#### Record set:
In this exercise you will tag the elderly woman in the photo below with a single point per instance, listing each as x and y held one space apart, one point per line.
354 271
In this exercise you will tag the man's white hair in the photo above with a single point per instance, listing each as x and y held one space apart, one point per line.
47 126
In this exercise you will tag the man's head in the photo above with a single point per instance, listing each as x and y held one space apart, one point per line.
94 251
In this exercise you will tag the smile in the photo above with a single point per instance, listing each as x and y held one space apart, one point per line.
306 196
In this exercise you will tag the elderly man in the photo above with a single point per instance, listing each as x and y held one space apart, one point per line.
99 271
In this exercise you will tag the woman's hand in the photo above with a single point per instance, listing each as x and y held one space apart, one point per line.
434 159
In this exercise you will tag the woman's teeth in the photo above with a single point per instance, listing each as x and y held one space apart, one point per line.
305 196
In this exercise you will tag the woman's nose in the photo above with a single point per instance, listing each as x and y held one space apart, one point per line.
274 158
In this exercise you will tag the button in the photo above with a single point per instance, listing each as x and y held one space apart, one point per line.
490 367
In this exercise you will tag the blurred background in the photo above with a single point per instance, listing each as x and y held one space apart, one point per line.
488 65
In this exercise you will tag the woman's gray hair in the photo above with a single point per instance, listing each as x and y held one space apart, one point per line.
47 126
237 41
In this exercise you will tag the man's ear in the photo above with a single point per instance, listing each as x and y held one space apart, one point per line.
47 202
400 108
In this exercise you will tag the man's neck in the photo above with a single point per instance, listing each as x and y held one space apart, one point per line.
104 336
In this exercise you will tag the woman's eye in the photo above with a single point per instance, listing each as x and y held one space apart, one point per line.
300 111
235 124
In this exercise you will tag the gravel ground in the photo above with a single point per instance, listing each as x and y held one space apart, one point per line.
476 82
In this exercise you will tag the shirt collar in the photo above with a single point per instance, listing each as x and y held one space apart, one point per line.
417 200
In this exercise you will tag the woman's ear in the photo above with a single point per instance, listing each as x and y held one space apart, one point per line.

#### Given problem:
Rewrite the material from the line containing "In this exercise you will tag the man's ear" through the end, including that line, and shift every coordinate in the answers up by 129. Keep all other text unchanged.

#### Output:
In this exercise you will tag the man's ear in the photo above with a single point per instance, listing each as x and y held one space apart, one point per line.
176 331
529 237
In this exercise you will tag the man's neck in the photo above with a single point per instance, listing each as x and y held one space apart, one point per line.
233 465
In this exercise you will tag the woman's eye in the photo above with a single point per instance, listing each as x and y held one space apart, one point per line.
429 240
364 253
In this exercise you will tag the gravel ground in the photo above with a single point per instance, listing each as x and y held one space apart, one point per line.
605 211
In this exercise you will tag the shirt collar in the photo above with a single point per instance, listing each as x and y held one space apart, one point per line.
546 329
In this exercise you will tag the woman's ear in the photo above with a single point per instance, listing each as x and y held one space apart, one point per line.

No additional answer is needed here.